═════ Provided entries
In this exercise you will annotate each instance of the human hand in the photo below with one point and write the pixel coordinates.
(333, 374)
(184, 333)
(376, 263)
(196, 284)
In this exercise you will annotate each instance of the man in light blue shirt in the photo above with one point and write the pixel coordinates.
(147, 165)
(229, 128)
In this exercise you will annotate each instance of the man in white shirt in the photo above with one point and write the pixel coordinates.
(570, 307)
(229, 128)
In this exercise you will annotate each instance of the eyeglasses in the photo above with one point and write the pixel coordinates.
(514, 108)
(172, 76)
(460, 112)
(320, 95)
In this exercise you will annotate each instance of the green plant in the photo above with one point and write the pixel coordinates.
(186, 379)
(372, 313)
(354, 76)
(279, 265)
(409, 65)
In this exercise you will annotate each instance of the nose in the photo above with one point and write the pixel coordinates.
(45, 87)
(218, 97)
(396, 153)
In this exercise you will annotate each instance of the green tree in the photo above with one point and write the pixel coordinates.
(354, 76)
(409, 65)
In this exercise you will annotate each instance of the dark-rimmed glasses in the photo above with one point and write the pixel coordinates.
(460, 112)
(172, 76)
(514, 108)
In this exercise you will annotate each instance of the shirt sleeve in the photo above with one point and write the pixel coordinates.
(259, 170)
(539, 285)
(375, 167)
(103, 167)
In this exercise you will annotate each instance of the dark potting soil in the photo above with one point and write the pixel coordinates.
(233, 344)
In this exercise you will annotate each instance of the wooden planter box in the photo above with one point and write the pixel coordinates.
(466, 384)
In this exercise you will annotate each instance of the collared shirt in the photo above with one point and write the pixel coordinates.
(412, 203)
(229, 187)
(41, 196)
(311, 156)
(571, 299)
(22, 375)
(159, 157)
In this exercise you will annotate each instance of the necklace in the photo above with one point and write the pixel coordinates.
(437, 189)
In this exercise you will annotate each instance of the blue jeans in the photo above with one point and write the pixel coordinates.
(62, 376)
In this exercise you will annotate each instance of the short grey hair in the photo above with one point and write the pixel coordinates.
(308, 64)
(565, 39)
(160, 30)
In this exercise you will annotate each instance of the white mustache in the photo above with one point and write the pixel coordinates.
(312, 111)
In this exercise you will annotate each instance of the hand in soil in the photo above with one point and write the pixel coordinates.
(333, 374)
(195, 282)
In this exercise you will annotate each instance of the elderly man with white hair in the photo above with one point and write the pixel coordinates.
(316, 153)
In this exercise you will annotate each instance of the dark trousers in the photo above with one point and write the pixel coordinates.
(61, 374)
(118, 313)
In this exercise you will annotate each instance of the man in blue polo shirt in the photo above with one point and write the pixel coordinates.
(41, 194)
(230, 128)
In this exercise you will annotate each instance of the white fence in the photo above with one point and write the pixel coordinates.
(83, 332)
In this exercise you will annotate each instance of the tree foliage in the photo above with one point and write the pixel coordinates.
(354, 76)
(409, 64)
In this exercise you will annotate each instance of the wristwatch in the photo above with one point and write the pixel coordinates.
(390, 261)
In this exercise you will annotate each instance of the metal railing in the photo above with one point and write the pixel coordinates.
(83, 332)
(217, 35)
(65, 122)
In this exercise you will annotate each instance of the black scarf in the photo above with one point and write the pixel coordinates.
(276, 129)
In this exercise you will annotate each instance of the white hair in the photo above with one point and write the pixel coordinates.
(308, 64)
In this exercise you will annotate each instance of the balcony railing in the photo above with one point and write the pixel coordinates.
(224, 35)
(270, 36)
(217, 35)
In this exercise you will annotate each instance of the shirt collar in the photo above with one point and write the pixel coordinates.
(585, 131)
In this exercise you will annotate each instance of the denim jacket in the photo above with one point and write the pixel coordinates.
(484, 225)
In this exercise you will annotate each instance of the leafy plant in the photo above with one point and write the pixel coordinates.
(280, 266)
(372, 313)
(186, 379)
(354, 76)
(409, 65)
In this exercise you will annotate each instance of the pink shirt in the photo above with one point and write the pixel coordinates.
══════════
▸ About this exercise
Would you please give all of the records again exactly as they stand?

▸ Exercise answer
In this exercise you will annotate each instance of the human hand in the photo below with one point and write the pixel coordinates.
(333, 374)
(184, 333)
(376, 263)
(196, 284)
In this exercise you will annotate each instance of the man in light blue shirt in the photo above with one point and write the pixel coordinates.
(147, 165)
(229, 128)
In this exercise you will annotate each instance of the man in white shirt in the photo above with one point and write the pixel coordinates.
(570, 307)
(229, 128)
In this exercise you will annotate each instance of the eyeglasses in the photo above with one point and write the pixel coordinates.
(514, 108)
(172, 76)
(460, 112)
(320, 95)
In this exercise you will annotate each instance of the green plant in the photo above with one point and write the pixel coordinates.
(186, 379)
(372, 313)
(354, 76)
(279, 265)
(409, 65)
In this exercise you will annotate each instance of the nose in the photo above with one point and write the pixel coordinates.
(45, 87)
(218, 97)
(396, 153)
In this exercise you will annotate each instance of the green tree in the photo above with one point and write the pixel coordinates.
(354, 76)
(409, 65)
In this exercise you will annotate each instance of the dark-rimmed glasses in the photo above with one point and write the pixel coordinates.
(460, 112)
(172, 76)
(514, 108)
In this exercise you will annotate each instance of the shirt sleeve in the photo above with one point and write the pixel coordinates.
(259, 170)
(539, 285)
(375, 167)
(103, 167)
In this exercise you will annotate each instance of the dark potting soil in the photo above with one point and write the pixel coordinates.
(233, 344)
In this exercise you will annotate each instance of the wooden planter box in the photo above with one point and write the pixel coordinates.
(466, 384)
In this exercise you will annotate each instance of the collared shirt in the photo above with one point and write the pixel coordinates.
(412, 203)
(229, 187)
(41, 196)
(311, 156)
(571, 299)
(22, 375)
(159, 157)
In this exercise you will annotate each instance of the necklace in the photo above with one point and write the pixel coordinates.
(437, 189)
In this exercise you will annotate each instance of the blue jeans in the photo above with one point and write the pixel coordinates.
(62, 376)
In this exercise you will annotate each instance of the short grey hair in the photo above with one point and write the pixel coordinates.
(308, 64)
(565, 39)
(160, 30)
In this exercise you will annotate each instance of the white mustache in the photo above with one point and write the pixel coordinates.
(312, 111)
In this exercise you will annotate each instance of the hand in soil in the photo above with one point and write the pixel coordinates.
(333, 374)
(195, 282)
In this exercise you will annotate each instance of the elderly man with white hair in the photo above with one point and write the pixel coordinates.
(316, 153)
In this exercise you will annotate each instance of the dark trousers in the photo above with one point and write the pixel coordinates.
(61, 374)
(118, 313)
In this exercise you will annotate each instance of the man in blue polo shirt in the photo above with one point and write the pixel coordinates.
(41, 194)
(230, 128)
In this exercise you will annotate each instance of the white fence in the photo above with one point and write the pixel coordinates.
(83, 332)
In this exercise you will annotate each instance of the tree foliage in the photo above with one point and write the pixel coordinates.
(354, 76)
(409, 64)
In this exercise you will annotate each instance of the wristwatch in the photo above with one point and write the pixel coordinates.
(390, 261)
In this exercise you will annotate each instance of the metal railing in the photo above with one point and write the pixel coordinates.
(83, 332)
(217, 35)
(65, 122)
In this exercise you will annotate each instance of the black scarf in the photo above with one point and write the pixel coordinates.
(276, 129)
In this exercise you will annotate each instance of the white hair in the photo above with one point and write the pixel coordinates.
(308, 64)
In this exercise you will annotate each instance of the balcony railing in the photo above with one point and write the pixel coordinates.
(224, 35)
(270, 36)
(217, 35)
In this exercise you will annotate each instance of the shirt collar in the photo above with one point and write the pixel coordinates.
(585, 131)
In this exercise you will annotate each instance of the denim jacket in the photo above with one point and write the pixel coordinates.
(484, 225)
In this exercise you will annotate each instance of the leafy plant in the photo above with one point and write the pixel coordinates.
(280, 266)
(372, 313)
(186, 379)
(354, 76)
(409, 65)
In this exercise you will annotate each instance of the pink shirt in the photo above with one point and write the pixel coordinates.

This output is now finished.